Write out the whole listing exactly as it stands.
■ ■ ■ ■ ■
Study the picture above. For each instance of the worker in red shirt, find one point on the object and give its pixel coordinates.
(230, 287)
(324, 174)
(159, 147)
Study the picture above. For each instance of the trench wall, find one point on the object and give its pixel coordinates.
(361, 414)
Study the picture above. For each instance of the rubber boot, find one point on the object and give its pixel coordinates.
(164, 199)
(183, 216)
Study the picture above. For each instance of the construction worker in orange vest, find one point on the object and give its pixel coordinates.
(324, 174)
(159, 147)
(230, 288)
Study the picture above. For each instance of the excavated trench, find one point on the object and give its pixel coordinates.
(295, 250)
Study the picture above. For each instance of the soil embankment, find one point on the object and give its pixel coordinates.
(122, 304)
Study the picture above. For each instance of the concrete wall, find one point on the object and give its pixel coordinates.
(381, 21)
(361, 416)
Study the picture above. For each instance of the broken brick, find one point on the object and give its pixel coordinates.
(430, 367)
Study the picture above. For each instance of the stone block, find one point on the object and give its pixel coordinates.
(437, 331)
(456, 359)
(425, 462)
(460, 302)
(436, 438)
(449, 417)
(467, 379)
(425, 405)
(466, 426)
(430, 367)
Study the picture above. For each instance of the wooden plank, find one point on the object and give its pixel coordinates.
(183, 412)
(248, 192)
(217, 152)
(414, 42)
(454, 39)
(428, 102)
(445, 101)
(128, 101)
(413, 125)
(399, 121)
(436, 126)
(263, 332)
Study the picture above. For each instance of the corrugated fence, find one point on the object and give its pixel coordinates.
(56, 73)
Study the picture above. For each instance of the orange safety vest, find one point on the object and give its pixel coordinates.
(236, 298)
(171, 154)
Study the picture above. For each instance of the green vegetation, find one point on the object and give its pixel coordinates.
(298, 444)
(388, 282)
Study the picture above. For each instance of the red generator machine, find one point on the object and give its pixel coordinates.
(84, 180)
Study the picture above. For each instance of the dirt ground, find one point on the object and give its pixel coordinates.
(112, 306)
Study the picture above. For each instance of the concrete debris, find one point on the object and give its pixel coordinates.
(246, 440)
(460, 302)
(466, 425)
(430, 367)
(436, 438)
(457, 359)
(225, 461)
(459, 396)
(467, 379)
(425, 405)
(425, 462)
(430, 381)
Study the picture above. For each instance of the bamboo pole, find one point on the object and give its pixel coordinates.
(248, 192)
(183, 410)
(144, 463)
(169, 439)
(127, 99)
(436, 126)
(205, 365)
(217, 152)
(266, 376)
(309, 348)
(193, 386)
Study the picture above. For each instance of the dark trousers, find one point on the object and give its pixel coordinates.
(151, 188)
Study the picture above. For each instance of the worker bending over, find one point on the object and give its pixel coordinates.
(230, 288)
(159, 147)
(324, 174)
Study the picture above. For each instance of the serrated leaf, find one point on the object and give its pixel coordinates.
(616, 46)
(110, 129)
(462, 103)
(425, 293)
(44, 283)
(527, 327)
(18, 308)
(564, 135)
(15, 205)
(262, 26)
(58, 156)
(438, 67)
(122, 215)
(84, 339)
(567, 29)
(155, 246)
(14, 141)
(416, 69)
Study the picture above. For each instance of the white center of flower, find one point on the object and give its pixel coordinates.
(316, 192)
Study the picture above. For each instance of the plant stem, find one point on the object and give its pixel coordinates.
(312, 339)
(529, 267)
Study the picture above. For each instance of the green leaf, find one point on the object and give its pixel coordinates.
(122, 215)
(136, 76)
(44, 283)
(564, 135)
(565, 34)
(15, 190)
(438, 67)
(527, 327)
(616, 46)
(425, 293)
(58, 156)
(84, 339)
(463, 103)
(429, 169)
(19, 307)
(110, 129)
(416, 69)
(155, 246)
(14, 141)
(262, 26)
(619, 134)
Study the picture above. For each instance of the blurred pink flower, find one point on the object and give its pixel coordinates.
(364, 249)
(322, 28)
■ ■ ■ ■ ■
» **Answer for the task**
Study the picture above. For each instance of the worker in red shirt, find one point on the object and give its pixel coordinates.
(230, 287)
(324, 174)
(159, 147)
Study the picture above. For each instance of the trench wall, find one point on the object and give its pixel coordinates.
(361, 414)
Study the picture above. For each instance of the rubber boot, find one point on the object and give its pixel coordinates.
(164, 199)
(183, 216)
Study the picture above. For each instance of the construction worker in orange vest, find one point on the object and give its pixel coordinates.
(324, 174)
(159, 147)
(230, 288)
Study the picture above. For each instance of the excavated trench, find one point on the object and give its pixel coordinates.
(295, 250)
Study the picture above. For each instance of the soil embankment, find one point on the object and give its pixel coordinates.
(122, 304)
Study the picture above. For each instance of the concrete wall, find one point on the object and give its pixel coordinates.
(381, 21)
(361, 416)
Study the picture above. For each instance of the broken brick, find one point on the object and give its pixel coordinates.
(430, 367)
Study the picture above. For each instance of the stone block, find one point on the object and give its pixel coordinates.
(437, 331)
(456, 359)
(425, 462)
(460, 302)
(436, 438)
(449, 417)
(467, 379)
(425, 405)
(466, 426)
(430, 367)
Study the picture above. For each instance of the wooden plank, find one point on the object and give its pixel coordinates.
(183, 412)
(248, 192)
(217, 152)
(414, 42)
(454, 39)
(428, 102)
(445, 101)
(128, 101)
(413, 125)
(399, 121)
(436, 126)
(263, 332)
Study the picture above. For each instance of the corrugated fence, find one point on the object and give its pixel coordinates.
(56, 73)
Study the picture above. For each instance of the orange safety vest, find one point on the object and give its pixel coordinates.
(236, 298)
(171, 154)
Study the picture above. For each instance of the green vegetation, find one point on the object and give its pixel coordinates.
(298, 444)
(388, 282)
Study the picture above. For each instance of the red generator machine, find one point on the object and give its pixel coordinates.
(84, 180)
Study the picture above. For each instance of the dirt ground, find one point on the object and give its pixel coordinates.
(112, 306)
Study the picture above. For each instance of the concrete debris, find one point on the object and give its pixel coordinates.
(246, 440)
(460, 302)
(466, 425)
(430, 367)
(436, 438)
(457, 359)
(225, 461)
(459, 396)
(467, 379)
(425, 405)
(425, 462)
(430, 381)
Study the picture above. For each instance of the bamboo pole, find one point on the object and give its pixel coordinates.
(248, 192)
(183, 410)
(144, 463)
(169, 439)
(127, 99)
(436, 126)
(205, 365)
(217, 152)
(266, 376)
(309, 348)
(193, 386)
Study the picture above. For each instance of the dark trousers, find one point on the object and give its pixel coordinates.
(151, 188)
Study the picture above. For each instance of the worker bending over, find one point on the object and give its pixel coordinates.
(230, 288)
(159, 147)
(324, 174)
Study the picture above. For each instance of the serrated leaf, find one point on the object and give its pixel coordinates.
(616, 46)
(110, 129)
(462, 103)
(425, 293)
(44, 283)
(527, 327)
(18, 308)
(564, 135)
(15, 205)
(262, 26)
(58, 156)
(438, 67)
(122, 215)
(84, 339)
(567, 29)
(155, 246)
(14, 141)
(416, 69)
Study the picture above. For each instance of the white center of flower, find one point on the object and give its pixel coordinates.
(316, 192)
Study the picture above. For each instance of the plant stem, find one point on the object and give its pixel coordinates.
(312, 339)
(529, 267)
Study the picture above. For each instance of the green leaf, find one point on the object and give its pixel coordinates.
(122, 215)
(136, 76)
(44, 283)
(564, 135)
(565, 34)
(15, 190)
(438, 67)
(527, 327)
(616, 46)
(425, 293)
(58, 156)
(84, 339)
(463, 103)
(429, 169)
(19, 307)
(110, 129)
(416, 69)
(155, 246)
(14, 141)
(262, 26)
(619, 134)
Study the picture above. For each instance of the blurred pink flower, find one point on the object and give its pixel coordinates.
(364, 249)
(322, 28)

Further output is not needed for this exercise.